[PROBLEM DETAILS]: Give the lines of the records as a Markdown table with the columns "Row" and "Line", beginning at the line that has "Task: annotation of the river water." and stopping after the final line of the records. Leave out any blank lines.

:: DATA SECTION ::

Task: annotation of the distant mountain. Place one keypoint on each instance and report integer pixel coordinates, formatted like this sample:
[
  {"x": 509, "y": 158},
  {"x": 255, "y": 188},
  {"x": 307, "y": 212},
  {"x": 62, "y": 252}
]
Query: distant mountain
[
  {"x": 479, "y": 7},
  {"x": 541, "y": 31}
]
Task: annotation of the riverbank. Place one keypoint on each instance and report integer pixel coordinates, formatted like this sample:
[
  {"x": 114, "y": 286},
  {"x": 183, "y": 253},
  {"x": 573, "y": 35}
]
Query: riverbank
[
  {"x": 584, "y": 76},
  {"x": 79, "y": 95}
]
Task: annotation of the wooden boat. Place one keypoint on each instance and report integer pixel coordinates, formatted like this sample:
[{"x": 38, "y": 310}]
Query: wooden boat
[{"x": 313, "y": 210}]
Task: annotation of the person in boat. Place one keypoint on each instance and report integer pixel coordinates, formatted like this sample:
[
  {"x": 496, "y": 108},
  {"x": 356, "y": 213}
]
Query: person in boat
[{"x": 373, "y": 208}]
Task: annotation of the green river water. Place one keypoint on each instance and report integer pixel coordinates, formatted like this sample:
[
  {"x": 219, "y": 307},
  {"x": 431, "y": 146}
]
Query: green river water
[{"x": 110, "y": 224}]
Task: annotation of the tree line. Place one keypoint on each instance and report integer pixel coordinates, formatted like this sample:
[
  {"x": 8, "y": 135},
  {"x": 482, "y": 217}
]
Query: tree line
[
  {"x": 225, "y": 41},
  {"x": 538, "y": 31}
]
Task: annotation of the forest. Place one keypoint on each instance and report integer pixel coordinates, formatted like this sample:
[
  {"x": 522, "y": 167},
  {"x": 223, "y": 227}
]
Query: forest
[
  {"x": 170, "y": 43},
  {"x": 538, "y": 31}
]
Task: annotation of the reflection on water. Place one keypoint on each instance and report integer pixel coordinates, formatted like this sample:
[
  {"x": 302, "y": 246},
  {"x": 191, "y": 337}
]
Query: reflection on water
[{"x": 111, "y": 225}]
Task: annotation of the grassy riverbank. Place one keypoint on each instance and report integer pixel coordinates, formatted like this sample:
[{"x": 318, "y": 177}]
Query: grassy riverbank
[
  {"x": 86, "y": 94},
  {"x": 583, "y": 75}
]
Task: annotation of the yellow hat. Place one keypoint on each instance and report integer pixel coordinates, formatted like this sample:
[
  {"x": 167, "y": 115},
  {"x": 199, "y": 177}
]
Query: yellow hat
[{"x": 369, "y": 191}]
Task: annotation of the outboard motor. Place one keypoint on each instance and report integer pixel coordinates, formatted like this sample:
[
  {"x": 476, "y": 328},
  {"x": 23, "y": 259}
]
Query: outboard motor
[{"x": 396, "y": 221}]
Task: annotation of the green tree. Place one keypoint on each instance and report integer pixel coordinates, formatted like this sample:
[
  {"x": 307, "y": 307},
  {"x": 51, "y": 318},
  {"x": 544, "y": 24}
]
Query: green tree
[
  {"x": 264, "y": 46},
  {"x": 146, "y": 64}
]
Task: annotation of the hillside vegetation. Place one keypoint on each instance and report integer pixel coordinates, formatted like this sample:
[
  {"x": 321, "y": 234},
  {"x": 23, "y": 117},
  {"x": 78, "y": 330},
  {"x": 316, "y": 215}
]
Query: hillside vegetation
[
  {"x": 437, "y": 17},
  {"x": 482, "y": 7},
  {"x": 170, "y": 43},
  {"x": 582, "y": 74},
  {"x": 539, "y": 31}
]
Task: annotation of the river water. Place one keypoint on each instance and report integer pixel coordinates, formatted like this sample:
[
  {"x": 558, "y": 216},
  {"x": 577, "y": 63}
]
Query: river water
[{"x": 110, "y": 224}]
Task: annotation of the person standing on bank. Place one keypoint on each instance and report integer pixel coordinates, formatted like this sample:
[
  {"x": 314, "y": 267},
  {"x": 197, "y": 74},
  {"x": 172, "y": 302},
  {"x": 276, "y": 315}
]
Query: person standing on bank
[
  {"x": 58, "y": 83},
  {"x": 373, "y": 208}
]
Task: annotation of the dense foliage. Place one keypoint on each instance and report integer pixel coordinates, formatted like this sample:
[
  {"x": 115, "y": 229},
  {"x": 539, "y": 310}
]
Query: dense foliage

:::

[EXERCISE SOLUTION]:
| Row | Line |
|---|---|
| 1 | Task: annotation of the river water. Place one keypoint on each instance and report integer pixel coordinates, formatted like this sample: |
| 2 | [ |
| 3 |   {"x": 558, "y": 216}, |
| 4 |   {"x": 577, "y": 63} |
| 5 | ] |
| 6 | Query: river water |
| 7 | [{"x": 110, "y": 224}] |
| 8 | Task: annotation of the person standing on bank. Place one keypoint on each instance and report integer pixel coordinates, formatted like this sample: |
| 9 | [ |
| 10 |   {"x": 314, "y": 267}, |
| 11 |   {"x": 197, "y": 74}, |
| 12 |   {"x": 172, "y": 302}, |
| 13 |   {"x": 276, "y": 315} |
| 14 | ] |
| 15 | Query: person standing on bank |
| 16 | [ |
| 17 |   {"x": 58, "y": 83}, |
| 18 |   {"x": 373, "y": 208} |
| 19 | ] |
| 20 | Task: annotation of the dense foliage. Place one keypoint on each instance and report integer pixel coordinates, formatted like this sample: |
| 21 | [ |
| 22 |   {"x": 115, "y": 229}, |
| 23 |   {"x": 539, "y": 310} |
| 24 | ] |
| 25 | Query: dense foliage |